Le kere, la période de soudure, qui marque la fin des réserves alimentaires et l’arrivée des nouvelles récoltes, n’en finit plus de s’étirer dans le sud de Madagascar. Elle s’ajoute à la persistance d’une crise nutritionnelle qui dure depuis près de sept mois.

Le phénomène climatique El Nino est le principal responsable de cette situation que Louis Muhigirwa, représentant de l’Organisation des Nations unies pour l’alimentation et l’agriculture (FAO), considère « globalement mitigée mais très inquiétante dans certaines zones ». Le sud de Madagascar, structurellement aride, ne reçoit que 500 mm de pluie par an.

« Céréales et légumineuses »

« Si on compare la situation avec celle de l’année dernière à la même période, elle est un peu meilleure, explique Louis Muhigirwa. Fin 2016, le grand problème était le manque de pluie. L’eau est finalement tombée en janvier et de façon assez régulière jusqu’à aujourd’hui, mais pas partout. A cause de ces pluies tardives, nous craignons donc de mauvaises récoltes de céréales et de légumineuses notamment. Dans certaines zones, nous sommes inquiets comme dans les districts de Betioky, où la situation s’est dégradée. »

Après de longs mois de sécheresse, les pluies diluviennes du cyclone Enawo ont frappé la Grande Ile du nord au sud, entre le 7 et le 9 mars, faisant 51 victimes et provoquant la destruction de plus de 30 % de la récolte de vanille dont le pays est le premier producteur mondial. Cette région du sud-est est la moins développée du pays. Les infrastructures, et notamment les routes, sont dans un état catastrophique. Plusieurs villages sont donc difficiles d’accès. On entend souvent dans la région « que les habitants ont toujours été oubliés » par les différents pouvoirs politiques qui se sont succédé sur la Grande Ile.

## CONSIGNES
• a. Recopiez mot pour mot le passage de l'extrait sur la soudure à Madagascar, de « Le phénomène climatique » à « pluie par an. ».
• b. Dans l'extrait sur la soudure à Madagascar, reprenez sous forme de liste le paragraphe qui commence par « Après de longs mois de sécheresse », en conservant ses faits principaux.
• c. Rédigez la suite de l'extrait sur la soudure à Madagascar, à partir de sa dernière phrase.

Éléments de données:
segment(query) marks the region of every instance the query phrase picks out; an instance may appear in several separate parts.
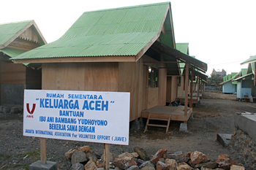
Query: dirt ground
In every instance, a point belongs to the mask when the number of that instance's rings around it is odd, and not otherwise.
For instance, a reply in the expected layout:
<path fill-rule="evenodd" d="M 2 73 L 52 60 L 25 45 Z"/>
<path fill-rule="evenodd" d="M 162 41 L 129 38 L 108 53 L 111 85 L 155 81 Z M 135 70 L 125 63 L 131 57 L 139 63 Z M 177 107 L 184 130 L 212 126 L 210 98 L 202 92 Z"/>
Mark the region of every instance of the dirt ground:
<path fill-rule="evenodd" d="M 235 129 L 236 112 L 253 112 L 256 103 L 240 102 L 236 95 L 206 92 L 201 104 L 193 108 L 194 119 L 187 123 L 188 132 L 178 131 L 181 122 L 173 121 L 169 131 L 157 127 L 130 130 L 128 146 L 110 145 L 110 152 L 116 154 L 133 152 L 135 147 L 146 149 L 149 155 L 166 148 L 168 153 L 176 151 L 200 151 L 211 160 L 221 154 L 237 159 L 229 150 L 216 141 L 217 134 L 232 134 Z M 39 139 L 23 136 L 23 114 L 0 113 L 0 169 L 29 169 L 30 164 L 39 159 Z M 64 154 L 71 148 L 89 145 L 101 155 L 103 144 L 82 142 L 47 139 L 47 158 L 58 163 L 59 169 L 69 169 L 70 161 Z"/>

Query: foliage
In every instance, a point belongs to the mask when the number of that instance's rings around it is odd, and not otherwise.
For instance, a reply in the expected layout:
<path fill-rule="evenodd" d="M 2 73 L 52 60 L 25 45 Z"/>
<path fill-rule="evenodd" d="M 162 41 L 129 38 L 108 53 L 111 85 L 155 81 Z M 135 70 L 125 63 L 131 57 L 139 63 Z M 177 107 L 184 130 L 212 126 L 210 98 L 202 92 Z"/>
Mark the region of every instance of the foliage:
<path fill-rule="evenodd" d="M 219 86 L 219 84 L 223 81 L 223 77 L 216 74 L 211 74 L 211 77 L 207 79 L 207 85 L 208 86 Z"/>

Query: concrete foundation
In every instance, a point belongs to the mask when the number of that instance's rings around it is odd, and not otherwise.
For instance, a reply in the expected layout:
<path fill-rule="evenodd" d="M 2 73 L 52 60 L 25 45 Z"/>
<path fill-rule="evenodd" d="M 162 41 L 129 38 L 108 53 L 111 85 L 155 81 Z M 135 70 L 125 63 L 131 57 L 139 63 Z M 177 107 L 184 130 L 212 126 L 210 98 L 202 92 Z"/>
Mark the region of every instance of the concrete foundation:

## CORRIGÉS
• a.
Le phénomène climatique El Nino est le principal responsable de cette situation que Louis Muhigirwa, représentant de l’Organisation des Nations unies pour l’alimentation et l’agriculture (FAO), considère « globalement mitigée mais très inquiétante dans certaines zones ». Le sud de Madagascar, structurellement aride, ne reçoit que 500 mm de pluie par an.

• b.
- Après de longs mois de sécheresse, le cyclone Enawo a frappé la Grande Ile du nord au sud entre le 7 et le 9 mars, avec des pluies diluviennes.
- Le cyclone a fait 51 victimes.
- Il a détruit plus de 30 % de la récolte de vanille. Le pays en est le premier producteur mondial.
- La région du sud-est est la moins développée du pays.
- Ses infrastructures, notamment les routes, sont dans un état catastrophique, et plusieurs villages sont difficiles d'accès.
- On entend souvent dans la région que les habitants « ont toujours été oubliés » par les pouvoirs politiques successifs.

• c.
« A Madagascar, la malnutrition n’est plus seulement un problème de santé publique, elle est devenue un véritable problème de développement qui touche une grande partie de la population, particulièrement les jeunes enfants et les femmes enceintes et allaitantes », écrit l’Unicef. Le manque d’alimentation impacte de façon lourde le développement cognitif des enfants et donc leur capacité d’apprentissage. A l’âge adulte, il affecte leur productivité au point d’affaiblir considérablement l’économie du pays. Une étude réalisée par l’organisation onusienne a montré que la Grande Ile perd chaque année, en termes de productivité économique, 700 millions de dollars (660 millions d’euros) à cause du manque de nourriture.

« Ce que j’ai vu m’a alarmé »

Aujourd’hui, selon l’organisation onusienne, ce sont « 840 000 personnes qui sont toujours dans le besoin d’une assistance humanitaire. » « Ce que j’ai vu dans le sud de Madagascar début mai m’a alarmé, souligne Chris Nikoi, directeur régional du Programme alimentaire mondial (PAM) pour la région du sud de l’Afrique. Ce sont des gens qui vivent au bord du désastre. Beaucoup n’ont rien d’autres à manger que des fruits sauvages. Nous devons agir ensemble maintenant pour sauver des vies et donner de l’espoir pour l’avenir. »

Le 2 décembre 2016 à Paris, Madagascar a obtenu 5,9 milliards d’euros des bailleurs de fonds – Banque mondiale, Banque africaine de développement (BAD), Union européenne et agences des Nations unies… – pour remettre sur pied l’économie d’un pays très affecté par cinq années d’instabilité politique. « Beaucoup de bailleurs sont en train de concrétiser leurs promesses, assure Louis Muhigirwa. Tous les engagements de l’Union européenne, de la BAD ont été confirmés. Il devrait y avoir prochainement de grands investissements dans les zones rurales, notamment des projets qui concernent l’eau. »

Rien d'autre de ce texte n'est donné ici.